### Selected excerpt
##############################
Getting married is just choosing one person's faults over another. Is that right?

Dr. Shannon Curry

Did I say that?

Chris Williamson

You said that.

Dr. Shannon Curry

I know that is from, uh, somebody who works with the Gottmans, but, uh, yeah, essentially, the grass is always greener on the other side, so s- I find that incredibly freeing. As soon as we realize that, um, we are going to be living with somebody who has a lot of faults and can we tolerate those faults and can they tolerate ours, then you are, uh, starting on solid ground.

Chris Williamson

It's an interesting thing. You're looking at a familiar type of discomfort, and the deal that you're really trading it for is not familiar discomfort for unfamiliar comfort, but-

Dr. Shannon Curry

(laughs)

Chris Williamson

... familiar discomfort for unfamiliar discomfort.

Dr. Shannon Curry

Exactly. I, ex- that's very well said. Give me an example.

Chris Williamson

Uh, you have a partner that is not quite as tender as you might like. They're not, uh, as loving. You're staring at the night sky and you really wish they would say something high-flown and thoughtful, uh, but they s- they start singing a song that they heard yesterday or, or, or playing a tune or something like that, or they, you know, they make a joke, uh, and you think, "I, I just really somebody that's so deep and does, you know, is there." And then, you decide to switch for another partner and you're at a party and your previous partner would have been, you know, really involved in the conversation, that would have made you, given you something that you could have bonded over. But, uh, the new party with the new partner, this, this partner sort of needs your attention all of the time and, and it don't, they don't really allow you to connect. So, you have certain elements of discomfort traded for other elements of discomfort. One person is phenomenal to watch movies with because they don't interrupt and they just like to sit there and be calm, but the next person that you bring along is really interesting and engaging when you have conversations about stuff that fires you up. And you end up making these trades. There is-

Dr. Shannon Curry

Exactly.

Chris Williamson

... there are no solutions, only trade-offs.

Dr. Shannon Curry

There are only trade-offs. And although I do believe, um, that Ty Tashiro, a psychologist and researcher, came up, or really identified, three key qualities that can make it easier. So, if a person has these three key qualities, really, this sets the groundwork for having an easier time managing the set of problems because there's so much good there to make up for it, and those things aren't necessarily what we tor- hope we usually shoot for. Um, they're more solid. And it makes sense. If you're trying to be with somebody for years and years, um, and you're gonna be living with them every day and all of their idiosyncraticities... Can you say that word for me?
##############################
### Exercise
Return the conversation about trading one partner's faults for another's word for word, in full.
##############################
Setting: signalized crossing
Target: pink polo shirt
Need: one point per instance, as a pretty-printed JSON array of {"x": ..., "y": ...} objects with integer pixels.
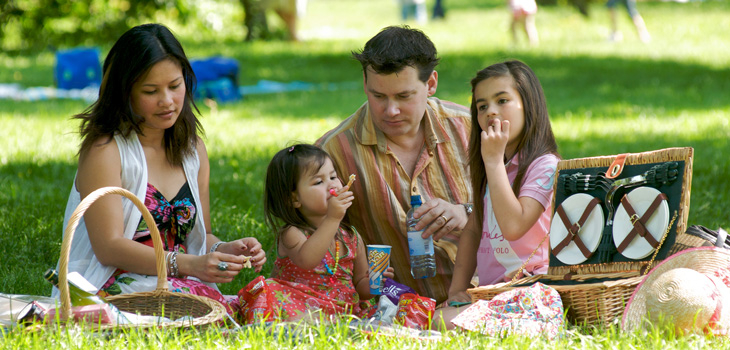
[{"x": 498, "y": 259}]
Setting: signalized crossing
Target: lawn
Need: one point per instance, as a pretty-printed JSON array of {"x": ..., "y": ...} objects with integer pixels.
[{"x": 604, "y": 98}]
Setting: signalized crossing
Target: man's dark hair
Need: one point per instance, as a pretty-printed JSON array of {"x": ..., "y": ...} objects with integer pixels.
[{"x": 397, "y": 47}]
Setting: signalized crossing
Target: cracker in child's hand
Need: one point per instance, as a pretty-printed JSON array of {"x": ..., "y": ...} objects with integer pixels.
[{"x": 349, "y": 183}]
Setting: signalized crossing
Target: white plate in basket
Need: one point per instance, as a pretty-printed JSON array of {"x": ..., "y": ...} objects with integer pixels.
[
  {"x": 640, "y": 199},
  {"x": 589, "y": 233}
]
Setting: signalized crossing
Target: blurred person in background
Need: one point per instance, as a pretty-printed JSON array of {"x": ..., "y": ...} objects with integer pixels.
[
  {"x": 639, "y": 24},
  {"x": 523, "y": 15}
]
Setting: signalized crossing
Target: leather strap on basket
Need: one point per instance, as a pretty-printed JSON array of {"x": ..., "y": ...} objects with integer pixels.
[
  {"x": 615, "y": 169},
  {"x": 573, "y": 229},
  {"x": 639, "y": 223}
]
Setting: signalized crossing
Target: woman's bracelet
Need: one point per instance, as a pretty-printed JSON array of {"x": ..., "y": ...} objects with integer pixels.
[
  {"x": 172, "y": 269},
  {"x": 215, "y": 246}
]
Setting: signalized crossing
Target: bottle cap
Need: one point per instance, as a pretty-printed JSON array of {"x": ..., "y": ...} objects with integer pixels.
[{"x": 51, "y": 275}]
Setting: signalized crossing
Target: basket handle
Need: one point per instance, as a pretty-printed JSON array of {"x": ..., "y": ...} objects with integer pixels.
[{"x": 74, "y": 222}]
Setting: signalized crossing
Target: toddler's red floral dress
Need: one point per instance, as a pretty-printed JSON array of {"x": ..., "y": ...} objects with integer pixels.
[{"x": 293, "y": 291}]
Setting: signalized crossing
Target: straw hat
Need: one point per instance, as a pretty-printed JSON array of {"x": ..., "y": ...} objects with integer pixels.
[{"x": 686, "y": 290}]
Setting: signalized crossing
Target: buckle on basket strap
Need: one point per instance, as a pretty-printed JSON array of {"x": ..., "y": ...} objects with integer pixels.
[{"x": 615, "y": 169}]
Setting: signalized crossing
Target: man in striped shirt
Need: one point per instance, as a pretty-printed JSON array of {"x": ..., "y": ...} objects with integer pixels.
[{"x": 405, "y": 142}]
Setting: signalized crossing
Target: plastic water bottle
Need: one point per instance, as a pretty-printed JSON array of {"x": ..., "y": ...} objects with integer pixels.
[{"x": 423, "y": 264}]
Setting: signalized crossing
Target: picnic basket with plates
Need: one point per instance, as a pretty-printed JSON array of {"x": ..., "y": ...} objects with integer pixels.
[
  {"x": 614, "y": 218},
  {"x": 185, "y": 310}
]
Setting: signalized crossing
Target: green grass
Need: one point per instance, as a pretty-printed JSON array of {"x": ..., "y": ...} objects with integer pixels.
[{"x": 604, "y": 98}]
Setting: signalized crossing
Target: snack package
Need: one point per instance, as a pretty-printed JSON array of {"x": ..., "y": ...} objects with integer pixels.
[
  {"x": 415, "y": 311},
  {"x": 393, "y": 290},
  {"x": 386, "y": 311}
]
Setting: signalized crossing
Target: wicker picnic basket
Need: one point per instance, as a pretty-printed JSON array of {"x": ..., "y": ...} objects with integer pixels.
[
  {"x": 201, "y": 311},
  {"x": 596, "y": 291}
]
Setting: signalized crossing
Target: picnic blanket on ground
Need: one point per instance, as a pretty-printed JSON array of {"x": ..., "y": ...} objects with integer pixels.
[{"x": 531, "y": 311}]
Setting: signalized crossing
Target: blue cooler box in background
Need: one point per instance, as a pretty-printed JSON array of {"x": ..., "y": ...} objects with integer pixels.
[
  {"x": 217, "y": 79},
  {"x": 77, "y": 68}
]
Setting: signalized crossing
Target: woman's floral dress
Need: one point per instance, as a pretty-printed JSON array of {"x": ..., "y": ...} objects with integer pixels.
[
  {"x": 175, "y": 219},
  {"x": 292, "y": 290}
]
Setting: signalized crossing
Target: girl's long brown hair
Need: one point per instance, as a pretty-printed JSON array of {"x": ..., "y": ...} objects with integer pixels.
[{"x": 537, "y": 137}]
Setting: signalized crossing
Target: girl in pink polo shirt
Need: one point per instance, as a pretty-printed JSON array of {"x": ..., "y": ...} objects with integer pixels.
[{"x": 513, "y": 158}]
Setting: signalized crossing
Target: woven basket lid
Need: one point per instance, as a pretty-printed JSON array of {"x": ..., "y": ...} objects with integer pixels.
[{"x": 687, "y": 289}]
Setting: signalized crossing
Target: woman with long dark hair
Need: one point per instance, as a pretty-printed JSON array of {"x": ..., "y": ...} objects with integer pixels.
[{"x": 142, "y": 134}]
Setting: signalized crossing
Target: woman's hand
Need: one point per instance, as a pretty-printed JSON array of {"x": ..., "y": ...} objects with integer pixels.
[
  {"x": 248, "y": 246},
  {"x": 208, "y": 267},
  {"x": 441, "y": 217}
]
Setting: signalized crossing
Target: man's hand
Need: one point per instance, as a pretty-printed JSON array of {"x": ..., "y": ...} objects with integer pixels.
[{"x": 441, "y": 217}]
##############################
### Exercise output
Getting married is just choosing one person's faults over another. Is that right?

Dr. Shannon Curry

Did I say that?

Chris Williamson

You said that.

Dr. Shannon Curry

I know that is from, uh, somebody who works with the Gottmans, but, uh, yeah, essentially, the grass is always greener on the other side, so s- I find that incredibly freeing. As soon as we realize that, um, we are going to be living with somebody who has a lot of faults and can we tolerate those faults and can they tolerate ours, then you are, uh, starting on solid ground.

Chris Williamson

It's an interesting thing. You're looking at a familiar type of discomfort, and the deal that you're really trading it for is not familiar discomfort for unfamiliar comfort, but-

Dr. Shannon Curry

(laughs)

Chris Williamson

... familiar discomfort for unfamiliar discomfort.

Dr. Shannon Curry

Exactly. I, ex- that's very well said. Give me an example.

Chris Williamson

Uh, you have a partner that is not quite as tender as you might like. They're not, uh, as loving. You're staring at the night sky and you really wish they would say something high-flown and thoughtful, uh, but they s- they start singing a song that they heard yesterday or, or, or playing a tune or something like that, or they, you know, they make a joke, uh, and you think, "I, I just really somebody that's so deep and does, you know, is there." And then, you decide to switch for another partner and you're at a party and your previous partner would have been, you know, really involved in the conversation, that would have made you, given you something that you could have bonded over. But, uh, the new party with the new partner, this, this partner sort of needs your attention all of the time and, and it don't, they don't really allow you to connect. So, you have certain elements of discomfort traded for other elements of discomfort. One person is phenomenal to watch movies with because they don't interrupt and they just like to sit there and be calm, but the next person that you bring along is really interesting and engaging when you have conversations about stuff that fires you up. And you end up making these trades. There is-

Dr. Shannon Curry

Exactly.

Chris Williamson

... there are no solutions, only trade-offs.

Dr. Shannon Curry

There are only trade-offs. And although I do believe, um, that Ty Tashiro, a psychologist and researcher, came up, or really identified, three key qualities that can make it easier. So, if a person has these three key qualities, really, this sets the groundwork for having an easier time managing the set of problems because there's so much good there to make up for it, and those things aren't necessarily what we tor- hope we usually shoot for. Um, they're more solid. And it makes sense. If you're trying to be with somebody for years and years, um, and you're gonna be living with them every day and all of their idiosyncraticities... Can you say that word for me?